Please quote only the lines that start at the one with "Place a point on the scooter handlebar" and go on to the last line of the data, both ends kept.
==== Records supplied ====
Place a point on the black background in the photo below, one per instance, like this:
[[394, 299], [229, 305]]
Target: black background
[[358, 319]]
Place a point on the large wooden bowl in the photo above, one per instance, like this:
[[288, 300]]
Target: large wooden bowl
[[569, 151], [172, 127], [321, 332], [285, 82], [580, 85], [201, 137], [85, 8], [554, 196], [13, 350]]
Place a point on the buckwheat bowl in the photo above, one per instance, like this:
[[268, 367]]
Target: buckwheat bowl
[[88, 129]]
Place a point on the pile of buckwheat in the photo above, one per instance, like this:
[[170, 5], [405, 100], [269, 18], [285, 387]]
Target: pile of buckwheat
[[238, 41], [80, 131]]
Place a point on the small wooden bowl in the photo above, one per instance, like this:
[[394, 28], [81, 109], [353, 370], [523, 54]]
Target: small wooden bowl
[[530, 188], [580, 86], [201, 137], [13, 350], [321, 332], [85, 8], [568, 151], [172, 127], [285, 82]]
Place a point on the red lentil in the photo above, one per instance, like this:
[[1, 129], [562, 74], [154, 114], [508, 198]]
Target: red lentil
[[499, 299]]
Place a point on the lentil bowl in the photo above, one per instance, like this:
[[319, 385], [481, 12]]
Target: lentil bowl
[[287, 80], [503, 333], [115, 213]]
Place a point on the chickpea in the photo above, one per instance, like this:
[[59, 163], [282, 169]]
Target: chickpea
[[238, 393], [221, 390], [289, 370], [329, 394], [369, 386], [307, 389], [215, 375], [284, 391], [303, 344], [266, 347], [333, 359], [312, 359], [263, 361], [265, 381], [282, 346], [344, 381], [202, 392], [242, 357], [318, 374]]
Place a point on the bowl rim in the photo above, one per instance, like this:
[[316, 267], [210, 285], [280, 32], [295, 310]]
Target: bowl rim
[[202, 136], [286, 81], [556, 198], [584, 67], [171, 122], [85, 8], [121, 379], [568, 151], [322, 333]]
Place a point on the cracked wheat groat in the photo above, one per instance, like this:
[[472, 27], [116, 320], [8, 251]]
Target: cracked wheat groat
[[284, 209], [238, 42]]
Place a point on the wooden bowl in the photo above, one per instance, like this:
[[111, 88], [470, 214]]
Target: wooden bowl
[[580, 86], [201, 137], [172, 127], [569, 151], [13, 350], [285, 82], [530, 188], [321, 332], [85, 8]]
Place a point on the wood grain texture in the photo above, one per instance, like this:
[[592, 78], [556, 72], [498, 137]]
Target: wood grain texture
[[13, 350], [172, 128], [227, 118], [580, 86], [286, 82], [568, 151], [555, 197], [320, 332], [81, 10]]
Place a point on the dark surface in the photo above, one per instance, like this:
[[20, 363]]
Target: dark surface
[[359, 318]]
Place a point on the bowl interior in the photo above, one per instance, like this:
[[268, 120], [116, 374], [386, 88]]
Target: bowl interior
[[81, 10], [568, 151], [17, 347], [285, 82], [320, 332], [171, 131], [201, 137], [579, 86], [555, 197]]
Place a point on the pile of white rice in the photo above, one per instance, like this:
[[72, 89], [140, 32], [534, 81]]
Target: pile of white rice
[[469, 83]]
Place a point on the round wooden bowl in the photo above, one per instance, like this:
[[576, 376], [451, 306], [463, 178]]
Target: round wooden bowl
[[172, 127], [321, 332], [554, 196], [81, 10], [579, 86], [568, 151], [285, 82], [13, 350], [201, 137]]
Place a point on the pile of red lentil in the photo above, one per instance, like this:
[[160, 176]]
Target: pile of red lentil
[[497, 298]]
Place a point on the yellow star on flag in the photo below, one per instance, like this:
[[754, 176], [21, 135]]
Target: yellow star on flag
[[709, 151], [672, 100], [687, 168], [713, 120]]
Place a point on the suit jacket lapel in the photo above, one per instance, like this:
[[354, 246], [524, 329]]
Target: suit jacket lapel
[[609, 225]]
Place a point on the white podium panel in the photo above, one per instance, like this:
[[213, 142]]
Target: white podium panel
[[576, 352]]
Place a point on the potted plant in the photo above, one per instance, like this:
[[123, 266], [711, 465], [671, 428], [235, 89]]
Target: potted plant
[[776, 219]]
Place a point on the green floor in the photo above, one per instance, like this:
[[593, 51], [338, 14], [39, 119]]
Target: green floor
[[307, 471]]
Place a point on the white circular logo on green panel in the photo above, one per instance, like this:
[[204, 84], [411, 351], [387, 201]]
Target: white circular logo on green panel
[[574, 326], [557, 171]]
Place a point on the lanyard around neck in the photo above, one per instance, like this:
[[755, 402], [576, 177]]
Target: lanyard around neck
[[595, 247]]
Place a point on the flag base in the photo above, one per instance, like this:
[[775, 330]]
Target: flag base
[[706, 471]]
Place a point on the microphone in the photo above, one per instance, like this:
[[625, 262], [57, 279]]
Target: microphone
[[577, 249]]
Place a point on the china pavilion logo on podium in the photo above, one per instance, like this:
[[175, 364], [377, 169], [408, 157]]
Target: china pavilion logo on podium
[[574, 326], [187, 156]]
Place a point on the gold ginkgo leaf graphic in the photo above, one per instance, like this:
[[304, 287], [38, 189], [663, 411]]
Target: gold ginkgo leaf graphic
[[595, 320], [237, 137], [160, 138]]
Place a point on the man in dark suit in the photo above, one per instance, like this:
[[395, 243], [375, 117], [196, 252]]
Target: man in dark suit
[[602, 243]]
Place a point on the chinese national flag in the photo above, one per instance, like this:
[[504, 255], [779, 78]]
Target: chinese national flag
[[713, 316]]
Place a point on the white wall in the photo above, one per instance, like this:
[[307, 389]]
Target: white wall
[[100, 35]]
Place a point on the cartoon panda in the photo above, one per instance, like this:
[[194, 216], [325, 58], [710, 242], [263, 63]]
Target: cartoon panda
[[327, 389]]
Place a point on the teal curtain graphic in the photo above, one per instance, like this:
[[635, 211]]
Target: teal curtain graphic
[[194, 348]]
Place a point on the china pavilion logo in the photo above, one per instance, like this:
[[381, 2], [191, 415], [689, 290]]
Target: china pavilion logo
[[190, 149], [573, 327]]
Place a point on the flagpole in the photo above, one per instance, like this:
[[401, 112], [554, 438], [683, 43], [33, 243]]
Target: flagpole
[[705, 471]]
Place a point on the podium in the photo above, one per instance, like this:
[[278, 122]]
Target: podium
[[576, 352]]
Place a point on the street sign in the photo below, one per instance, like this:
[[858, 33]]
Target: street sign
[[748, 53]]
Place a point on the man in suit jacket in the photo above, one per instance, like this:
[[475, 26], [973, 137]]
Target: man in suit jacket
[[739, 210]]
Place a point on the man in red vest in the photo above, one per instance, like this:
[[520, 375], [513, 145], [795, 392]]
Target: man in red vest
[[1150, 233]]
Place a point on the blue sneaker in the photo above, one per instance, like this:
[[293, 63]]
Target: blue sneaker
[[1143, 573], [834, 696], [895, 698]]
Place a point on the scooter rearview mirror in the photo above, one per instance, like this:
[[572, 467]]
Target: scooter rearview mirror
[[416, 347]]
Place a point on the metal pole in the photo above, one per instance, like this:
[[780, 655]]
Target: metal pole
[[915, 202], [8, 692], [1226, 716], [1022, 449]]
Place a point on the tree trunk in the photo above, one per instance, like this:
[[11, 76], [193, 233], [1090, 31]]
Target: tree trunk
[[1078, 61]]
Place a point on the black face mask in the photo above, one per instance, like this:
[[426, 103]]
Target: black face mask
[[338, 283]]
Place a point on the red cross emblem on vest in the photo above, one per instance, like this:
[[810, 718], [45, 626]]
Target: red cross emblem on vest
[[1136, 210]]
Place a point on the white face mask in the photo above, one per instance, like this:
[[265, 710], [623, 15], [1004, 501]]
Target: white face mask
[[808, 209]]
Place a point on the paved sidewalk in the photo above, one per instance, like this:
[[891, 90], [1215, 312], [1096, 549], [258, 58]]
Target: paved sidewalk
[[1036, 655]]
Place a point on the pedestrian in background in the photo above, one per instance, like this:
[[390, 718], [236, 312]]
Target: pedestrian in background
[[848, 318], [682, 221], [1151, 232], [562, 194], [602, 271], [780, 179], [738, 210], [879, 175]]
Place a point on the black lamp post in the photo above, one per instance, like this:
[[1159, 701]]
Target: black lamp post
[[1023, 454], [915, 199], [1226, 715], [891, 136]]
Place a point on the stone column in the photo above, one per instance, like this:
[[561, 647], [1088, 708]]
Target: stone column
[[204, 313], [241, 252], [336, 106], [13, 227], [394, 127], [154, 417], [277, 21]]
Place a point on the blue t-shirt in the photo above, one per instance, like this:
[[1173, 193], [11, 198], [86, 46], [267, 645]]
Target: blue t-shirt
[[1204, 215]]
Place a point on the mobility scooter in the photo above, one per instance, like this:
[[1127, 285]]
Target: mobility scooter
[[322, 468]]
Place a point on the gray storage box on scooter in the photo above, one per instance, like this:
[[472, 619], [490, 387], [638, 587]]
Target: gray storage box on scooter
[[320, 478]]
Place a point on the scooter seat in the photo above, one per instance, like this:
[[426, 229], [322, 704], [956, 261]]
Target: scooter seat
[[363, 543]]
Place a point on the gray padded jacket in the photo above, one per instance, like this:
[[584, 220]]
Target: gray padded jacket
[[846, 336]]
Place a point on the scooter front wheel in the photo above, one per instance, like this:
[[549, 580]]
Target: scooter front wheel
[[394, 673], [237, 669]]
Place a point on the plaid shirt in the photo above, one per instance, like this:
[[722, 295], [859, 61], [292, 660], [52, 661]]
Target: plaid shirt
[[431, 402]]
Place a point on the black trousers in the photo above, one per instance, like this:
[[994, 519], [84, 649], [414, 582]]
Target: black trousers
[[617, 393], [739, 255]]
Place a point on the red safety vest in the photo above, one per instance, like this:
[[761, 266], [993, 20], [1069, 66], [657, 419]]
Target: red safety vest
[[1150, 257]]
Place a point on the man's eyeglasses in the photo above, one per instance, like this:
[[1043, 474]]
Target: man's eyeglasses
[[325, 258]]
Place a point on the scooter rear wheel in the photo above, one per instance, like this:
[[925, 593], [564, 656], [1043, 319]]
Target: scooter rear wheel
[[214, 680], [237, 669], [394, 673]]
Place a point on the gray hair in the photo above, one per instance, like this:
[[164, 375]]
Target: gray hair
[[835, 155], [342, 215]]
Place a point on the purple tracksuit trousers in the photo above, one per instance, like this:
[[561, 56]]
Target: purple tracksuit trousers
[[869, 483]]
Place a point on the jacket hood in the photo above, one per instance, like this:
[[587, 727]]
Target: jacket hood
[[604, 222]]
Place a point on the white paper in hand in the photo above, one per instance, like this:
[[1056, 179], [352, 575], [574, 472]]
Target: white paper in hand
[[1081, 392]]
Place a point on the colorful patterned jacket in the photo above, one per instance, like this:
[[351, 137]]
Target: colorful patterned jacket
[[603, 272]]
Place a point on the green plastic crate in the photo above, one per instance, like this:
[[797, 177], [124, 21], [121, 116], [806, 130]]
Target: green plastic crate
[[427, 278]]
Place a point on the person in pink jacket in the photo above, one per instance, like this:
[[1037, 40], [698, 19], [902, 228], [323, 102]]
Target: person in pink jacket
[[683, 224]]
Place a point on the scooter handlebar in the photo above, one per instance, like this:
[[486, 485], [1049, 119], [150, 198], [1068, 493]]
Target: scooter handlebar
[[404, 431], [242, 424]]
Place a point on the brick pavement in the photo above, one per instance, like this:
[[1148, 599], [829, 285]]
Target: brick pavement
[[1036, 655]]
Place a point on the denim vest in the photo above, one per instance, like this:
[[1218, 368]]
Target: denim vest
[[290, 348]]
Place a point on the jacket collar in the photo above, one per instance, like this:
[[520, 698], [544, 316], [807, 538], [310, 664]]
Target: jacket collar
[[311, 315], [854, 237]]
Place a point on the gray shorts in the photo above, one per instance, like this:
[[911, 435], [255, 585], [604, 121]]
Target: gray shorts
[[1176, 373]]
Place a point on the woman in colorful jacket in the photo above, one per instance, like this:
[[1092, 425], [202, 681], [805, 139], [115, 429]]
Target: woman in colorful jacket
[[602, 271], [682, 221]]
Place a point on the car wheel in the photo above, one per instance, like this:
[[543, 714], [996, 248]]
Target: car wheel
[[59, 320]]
====
Reply:
Place a point on the scooter handlebar in the photo above, one per instance, like this:
[[486, 485], [1049, 119], [150, 198], [1068, 493]]
Target: scooter handlebar
[[404, 431], [242, 424]]
Place a point on the brick pavement in the photo above, one per instance, like this:
[[1148, 599], [829, 285]]
Target: brick pavement
[[1036, 655]]
Place a point on the denim vest in the photo above, one per instance, like this:
[[1218, 368]]
Target: denim vest
[[290, 348]]
Place a point on the jacket collar in the photo above, one per instance, like this:
[[520, 698], [544, 316], [807, 538], [310, 664]]
Target: jacket collar
[[311, 315], [854, 237]]
Place a point on the gray shorts in the photo above, one per instance, like this:
[[911, 435], [255, 585], [604, 121]]
Target: gray shorts
[[1176, 373]]
Place a point on the woman in colorful jacket in the photo above, one per instance, like this:
[[1092, 425], [202, 681], [805, 139], [115, 429]]
Target: woman in colorful jacket
[[602, 271], [682, 221]]
Place a point on the car wheel in the photo above, one per instance, like this:
[[543, 714], [996, 248]]
Target: car wheel
[[59, 320]]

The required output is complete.